## [Region pointing data]
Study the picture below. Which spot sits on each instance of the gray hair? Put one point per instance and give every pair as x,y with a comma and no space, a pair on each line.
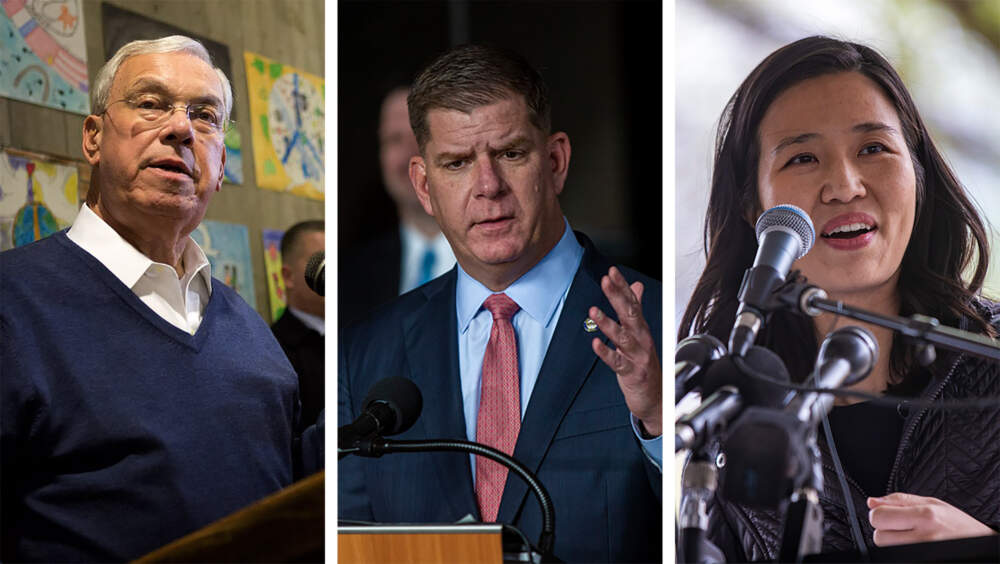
170,44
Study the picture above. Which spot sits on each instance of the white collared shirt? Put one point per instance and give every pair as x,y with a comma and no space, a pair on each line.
314,322
180,301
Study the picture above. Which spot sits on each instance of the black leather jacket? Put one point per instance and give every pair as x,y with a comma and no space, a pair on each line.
952,455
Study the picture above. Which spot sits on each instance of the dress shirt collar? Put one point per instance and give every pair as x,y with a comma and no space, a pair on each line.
538,292
311,321
126,262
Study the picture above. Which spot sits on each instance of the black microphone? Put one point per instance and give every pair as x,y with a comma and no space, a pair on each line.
845,358
729,390
391,407
784,234
315,277
692,358
766,450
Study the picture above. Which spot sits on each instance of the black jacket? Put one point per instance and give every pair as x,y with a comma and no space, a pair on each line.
953,455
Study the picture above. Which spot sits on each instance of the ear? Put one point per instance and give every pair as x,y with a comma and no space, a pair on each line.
558,149
92,129
418,177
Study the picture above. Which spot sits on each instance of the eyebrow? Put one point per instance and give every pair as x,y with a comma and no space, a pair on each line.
148,84
865,127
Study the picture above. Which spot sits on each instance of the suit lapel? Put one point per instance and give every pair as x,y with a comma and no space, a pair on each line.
568,362
432,355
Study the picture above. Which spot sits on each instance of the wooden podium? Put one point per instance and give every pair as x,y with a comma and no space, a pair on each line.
420,544
286,526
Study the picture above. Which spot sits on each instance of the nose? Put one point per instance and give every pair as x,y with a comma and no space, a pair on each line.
843,182
177,130
489,181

## [Exercise brief]
Restate the entries above word for word, keeping pictures out of the copy.

## [Task solution]
Study the picture below. Which spot sits on each instance of the gray hair? Put one point per instance and give every pair as x,y with a comma and no space, a pair on each line.
170,44
Study the picture above. Which spot sits on each instance of the white collared shirt? Put one point per instance and give every pair as x,y with a comma and no space, a pair on each line.
314,322
180,301
Study the picture above. Which spot sits on each instance of the black leather jacket? Put one point per instance and give every pair as x,y with a comma and no space, a pair on each line.
952,455
Study the picture above. Which spot sits on each instance of the dress shirt collar? Put one point per instance and give every pair as x,y with a comma and no space, a pair on each line.
538,292
311,321
126,262
Study the picture above. Which spot sits on each instance of the black microphone? Put one point per instance and give every pair as x,y with a comma and no space, a pair on each line.
845,358
729,390
391,407
784,234
315,277
692,358
766,450
Study the picture above. Which spot sits on each instance of the black jacket? Put one point per instance and give every pair as x,y with a comma and no space, a pair on each line.
953,455
Study the picture above. Which spot sits on each instance of the ear? Put one point per instance and give every pair as x,y with a comma and no space, a pair on each line.
558,149
92,129
418,177
Study the picture above. Which spot sits on each instance of the eyebrow? Put one point per instance and give every pair as x,y with a comma and no space, a pair on each line.
148,84
865,127
Study the picture above. Which spot sits on each instance of the suit lapel? Put one point per instance and give every pair as x,y with a comma and no space, a pair on each line.
568,362
432,355
Study the picture above. Which spot sits on each instance of the wooden podium? Put one point per instance and give every pair as x,y with a comma and no space, a pair on each line.
420,544
286,526
Study the picture above. Which spot sits on each instance of the nose? Put one point per instance and give every pair as x,y with a comma and no space, a pair on each line.
843,182
177,130
489,181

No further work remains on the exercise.